### WORK TO COMPLETE
The full set of entries below is to be returned unchanged.
╭─ RECORDS SUPPLIED
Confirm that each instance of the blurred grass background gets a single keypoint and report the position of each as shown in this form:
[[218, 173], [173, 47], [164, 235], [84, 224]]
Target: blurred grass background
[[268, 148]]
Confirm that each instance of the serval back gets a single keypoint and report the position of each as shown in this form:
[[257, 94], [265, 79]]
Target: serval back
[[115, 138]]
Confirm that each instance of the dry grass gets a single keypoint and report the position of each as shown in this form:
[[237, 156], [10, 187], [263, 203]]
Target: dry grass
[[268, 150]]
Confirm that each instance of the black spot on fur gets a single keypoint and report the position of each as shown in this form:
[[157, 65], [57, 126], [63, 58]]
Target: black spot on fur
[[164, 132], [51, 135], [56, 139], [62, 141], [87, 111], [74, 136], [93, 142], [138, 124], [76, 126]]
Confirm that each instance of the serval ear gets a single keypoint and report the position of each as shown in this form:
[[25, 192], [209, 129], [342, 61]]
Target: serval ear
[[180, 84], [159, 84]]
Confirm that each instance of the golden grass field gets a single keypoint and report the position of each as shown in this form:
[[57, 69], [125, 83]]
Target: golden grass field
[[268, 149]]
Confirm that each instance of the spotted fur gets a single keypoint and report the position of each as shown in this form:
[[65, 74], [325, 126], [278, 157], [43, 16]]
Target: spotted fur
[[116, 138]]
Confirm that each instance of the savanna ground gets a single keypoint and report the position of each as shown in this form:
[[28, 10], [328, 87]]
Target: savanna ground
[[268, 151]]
╰─
### EXPECTED ANSWER
Confirm that each instance of the blurred grass background gets a single keypoint and report the position of each as shown in this form:
[[218, 173], [173, 47], [164, 235], [84, 224]]
Target: blurred grass background
[[268, 148]]
Confirm that each instance of the serval back gets a single keypoint and report the position of each as shown in this form:
[[257, 94], [265, 79]]
Target: serval back
[[115, 138]]
Confirm that each instance of the dry grass gets a single keypoint and report the position of each as shown in this form:
[[237, 156], [10, 187], [263, 203]]
Target: dry grass
[[268, 150]]
Confirm that each instance of the black spot on fur gets a single keypoint and report the position of each as shown in this form:
[[157, 65], [57, 126], [63, 58]]
Target: black spot on fur
[[164, 132], [51, 135], [56, 139], [62, 141], [87, 111], [74, 136], [93, 142], [138, 124], [76, 126]]
Confirm that each instance of the serval ear gets a single keypoint and report the position of each as shown in this form:
[[25, 192], [209, 129], [342, 61]]
Target: serval ear
[[180, 84], [159, 84]]
Confirm that each instance of the golden grass field gets a single keypoint and report the position of each as shown in this form:
[[57, 69], [125, 83]]
Target: golden grass field
[[268, 149]]
Confirm that each instance of the spotted fur gets a single keypoint and report the position of each as shown in this form:
[[65, 74], [325, 126], [278, 157], [43, 16]]
Target: spotted fur
[[116, 138]]
Confirm that each instance of the savanna ground gets a single keypoint and report the position of each as shown in this form:
[[28, 10], [328, 87]]
Target: savanna ground
[[268, 151]]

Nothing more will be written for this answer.